SOURCE TEXT:
#####

Ephesians 2:19-22 “…with Christ Jesus himself as the capstone. Through him the whole structure is held together and grows into a temple sacred in the Lord…”
Psalm 117: 1bc, 2 “…Go out to all the world and tell the Good News…”
John 20: 24-29 “… But Thomas said to them,’Unless I see the mark of the nails in his hands and put my finger into the nailmarks and put my hand into his side, I will not believe.’…”
St. Thomas, Apostle When we hear this Apostle’s name, we think of the words he spoke in today’s Gospel, as he reacted to not being present when Jesus appeared to the others after his resurrection; Thomas did not believe them. But Thomas was also the one who was willing to risk his life to join Jesus in going to Bethany when they got the word that Lazarus was dying. With Jesus’ enemies accumulating charges to arrest him, they all knew their lives would be in danger to travel that close to Jerusalem with him.
Our Gospel reading sites the most famous encounter of the good St. Thomas, where he got the name Doubting Thomas. We recall this Gospel scene because we can relate to Thomas’ reaction of disbelief, because like him, we weren’t there either. It’s almost as if he represents all of us who did not see Jesus’ appearance after his death and resurrection. In the Liturgy of Hours, Office of Readings for today, Pope Gregory the Great says in his homily that it was not by chance that this apostle was absent when the others were there the first time. He goes on to say “In a marvelous way God’s mercy arranged that the disbelieving disciple, in touching the wounds of his master’s body, should heal our wounds of disbelief. The disbelief of Thomas has done more for our faith than the faith of the other disciples. As he touches Christ and is won over to belief, every doubt is cast aside and our faith is strengthened.” We realize that Thomas has expressed what is in our hearts from time to time. And when he does see Jesus at a second appearance, he says to him, “My Lord and my God!” (John 20:28) and he becomes our eye witness.

#####

GIVEN REQUEST A: Select every line of the records that contains the string "barred", matching case exactly.
The records are unrelated to the reflection on St. Thomas.

#####

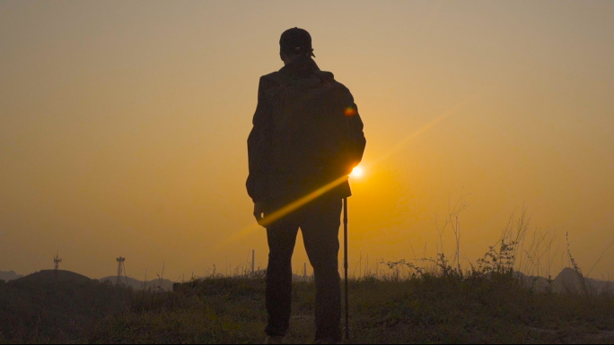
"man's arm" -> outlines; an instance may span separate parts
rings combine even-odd
[[[364,148],[366,147],[366,138],[363,132],[364,124],[358,114],[358,107],[354,102],[354,97],[350,91],[346,91],[346,116],[347,116],[347,136],[349,141],[349,154],[352,168],[356,167],[363,160]]]
[[[270,142],[270,106],[265,96],[270,82],[260,78],[258,90],[258,106],[253,117],[253,128],[248,138],[248,158],[250,175],[246,186],[248,194],[254,203],[262,203],[267,199],[267,179],[269,168]]]

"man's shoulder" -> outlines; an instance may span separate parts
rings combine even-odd
[[[265,74],[260,77],[261,87],[273,87],[282,84],[285,79],[288,79],[284,73],[279,71]]]

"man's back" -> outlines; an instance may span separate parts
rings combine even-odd
[[[248,141],[250,194],[296,198],[349,174],[364,149],[362,129],[349,91],[311,57],[263,76]],[[349,196],[349,185],[333,193]]]
[[[315,276],[316,341],[337,342],[341,341],[341,199],[350,195],[347,175],[364,151],[363,122],[349,91],[311,59],[307,31],[288,30],[279,44],[285,66],[260,78],[248,139],[248,193],[254,216],[267,227],[269,248],[265,332],[279,341],[290,327],[292,254],[300,229]],[[328,193],[312,193],[332,181],[340,183]],[[308,194],[317,197],[293,203]],[[277,213],[283,216],[271,215],[288,203],[300,205]]]

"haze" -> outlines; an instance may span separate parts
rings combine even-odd
[[[464,263],[523,205],[558,268],[566,232],[585,271],[614,240],[612,2],[3,1],[0,271],[57,251],[91,277],[119,255],[139,279],[232,272],[252,249],[264,268],[246,140],[295,26],[365,125],[352,268],[434,255],[435,214],[467,194]]]

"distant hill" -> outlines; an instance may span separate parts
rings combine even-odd
[[[14,280],[16,279],[20,279],[22,277],[23,277],[23,276],[15,273],[13,271],[9,271],[9,272],[0,271],[0,280],[11,281],[11,280]]]
[[[551,286],[548,279],[543,277],[535,277],[524,275],[521,272],[515,272],[514,276],[522,281],[525,286],[532,288],[538,291],[545,291],[552,289],[552,292],[556,293],[583,293],[583,289],[580,276],[574,271],[574,269],[566,267],[561,271],[560,273],[552,280]],[[614,284],[610,281],[599,280],[591,278],[584,278],[584,284],[586,289],[590,293],[601,294],[603,292],[614,293]]]
[[[117,280],[117,276],[110,276],[110,277],[104,277],[101,278],[98,280],[100,282],[105,282],[105,281],[110,281],[113,284],[115,284]],[[127,286],[134,289],[143,289],[143,288],[145,289],[158,289],[160,287],[162,290],[164,291],[172,291],[172,281],[163,279],[162,281],[160,280],[153,280],[146,281],[146,283],[143,280],[139,280],[134,278],[130,277],[124,277],[121,279],[121,282],[123,285],[126,285],[126,282],[127,281]]]
[[[56,272],[54,270],[45,270],[40,271],[36,273],[27,275],[25,277],[19,278],[11,281],[13,284],[47,284],[54,282],[61,283],[74,283],[74,284],[86,284],[91,282],[92,280],[69,271],[59,270]]]

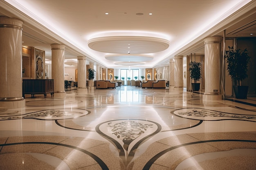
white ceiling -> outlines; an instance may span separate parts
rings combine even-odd
[[[0,15],[24,21],[23,45],[51,60],[50,44],[63,44],[66,60],[85,56],[112,68],[203,53],[204,38],[224,30],[227,37],[255,36],[255,0],[0,0]]]

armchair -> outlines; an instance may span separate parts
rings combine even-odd
[[[135,81],[135,86],[140,87],[140,83],[141,82],[140,80],[137,80]]]
[[[165,80],[157,80],[152,84],[152,87],[154,88],[165,88],[166,86]]]
[[[142,82],[141,83],[141,88],[152,88],[152,84],[154,82],[154,80],[148,80],[146,82]]]
[[[97,81],[96,82],[96,88],[107,88],[108,83],[103,81]]]

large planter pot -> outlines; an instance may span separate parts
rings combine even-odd
[[[131,81],[127,80],[127,86],[130,86],[130,85],[131,85]]]
[[[233,86],[236,98],[237,99],[244,99],[247,98],[248,86]]]
[[[191,83],[193,91],[199,91],[200,83]]]

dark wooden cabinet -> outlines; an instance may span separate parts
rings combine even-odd
[[[34,95],[43,94],[45,98],[47,93],[51,93],[52,97],[54,93],[53,79],[23,79],[22,80],[22,95],[30,94],[31,97]]]

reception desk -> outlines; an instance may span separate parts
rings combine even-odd
[[[22,80],[22,95],[25,94],[31,95],[31,97],[34,95],[43,94],[46,97],[47,93],[51,93],[52,97],[54,93],[53,79],[23,79]]]

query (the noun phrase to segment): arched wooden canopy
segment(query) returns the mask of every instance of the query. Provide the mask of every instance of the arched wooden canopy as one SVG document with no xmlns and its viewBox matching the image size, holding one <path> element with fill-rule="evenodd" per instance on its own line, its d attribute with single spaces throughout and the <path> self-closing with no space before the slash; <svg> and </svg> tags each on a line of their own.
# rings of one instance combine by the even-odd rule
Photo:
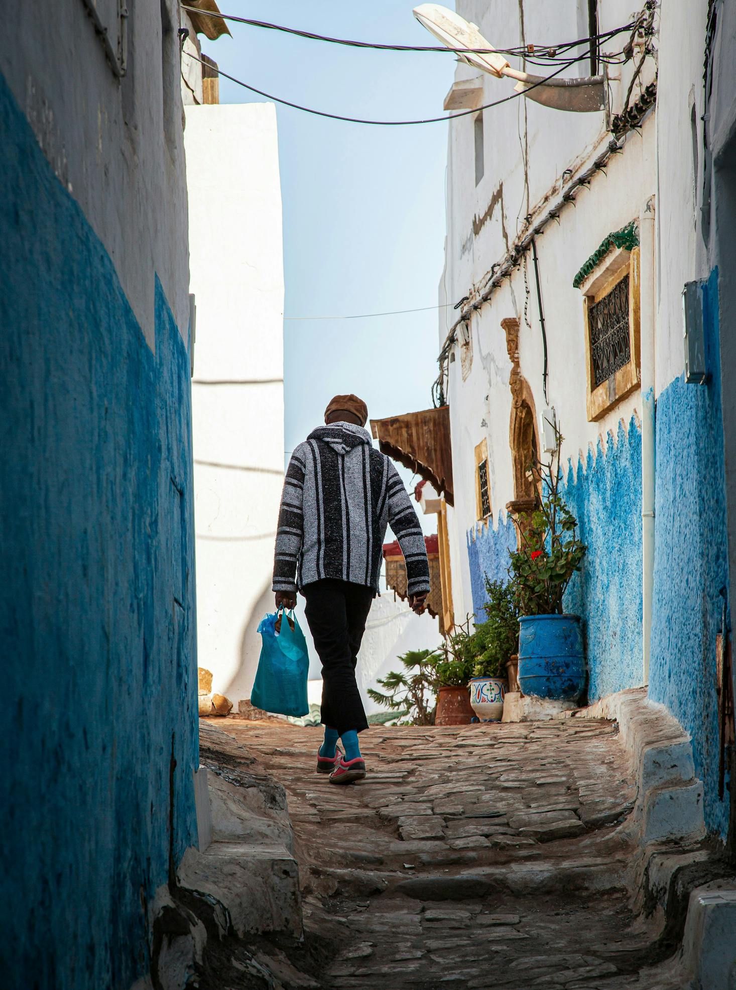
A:
<svg viewBox="0 0 736 990">
<path fill-rule="evenodd" d="M 382 453 L 428 481 L 454 505 L 449 406 L 371 420 L 371 429 Z"/>
</svg>

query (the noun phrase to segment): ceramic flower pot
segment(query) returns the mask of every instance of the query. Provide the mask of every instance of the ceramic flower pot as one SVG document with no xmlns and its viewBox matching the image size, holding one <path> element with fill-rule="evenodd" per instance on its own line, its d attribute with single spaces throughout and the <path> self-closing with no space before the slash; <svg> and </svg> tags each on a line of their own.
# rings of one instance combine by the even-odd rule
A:
<svg viewBox="0 0 736 990">
<path fill-rule="evenodd" d="M 580 616 L 522 616 L 518 635 L 518 682 L 526 695 L 577 700 L 586 686 Z"/>
<path fill-rule="evenodd" d="M 441 687 L 437 694 L 435 726 L 469 726 L 473 719 L 467 687 Z"/>
<path fill-rule="evenodd" d="M 471 677 L 470 704 L 481 722 L 500 722 L 504 714 L 506 681 L 501 677 Z"/>
</svg>

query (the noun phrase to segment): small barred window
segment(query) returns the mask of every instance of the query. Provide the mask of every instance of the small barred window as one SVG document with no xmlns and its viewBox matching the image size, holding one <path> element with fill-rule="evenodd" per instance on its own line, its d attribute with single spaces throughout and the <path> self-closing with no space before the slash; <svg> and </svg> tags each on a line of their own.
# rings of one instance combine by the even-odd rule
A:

#####

GIVEN REQUEST B: Decide whether each statement agrees with the reflection on St. Thomas, and answer yes or no with the deciding words quoted from it: (i) Thomas was willing to risk his life to go with Jesus to Bethany. (ii) Pope Gregory the Great says Thomas happened by chance to be absent the first time. (iii) Thomas says "My Lord and my God!" when Jesus first appears to the others.

CORRECT OUTPUT A:
query (the noun phrase to segment): small barred window
segment(query) returns the mask of every instance of the query. Provide the mask of every instance of the small barred window as one SVG document with no xmlns and its viewBox matching the image size, holding one <path> element with fill-rule="evenodd" per instance on its own line, its d attribute with single spaces throughout and the <path> self-closing with no space before the slash; <svg> and </svg> tags each on a line of their own.

CORRECT OUTPUT B:
(i) Yes: "Thomas was also the one who was willing to risk his life to join Jesus in going to Bethany"
(ii) No: "it was not by chance that this apostle was absent when the others were there the first time"
(iii) No: "when he does see Jesus at a second appearance, he says to him, “My Lord and my God!”"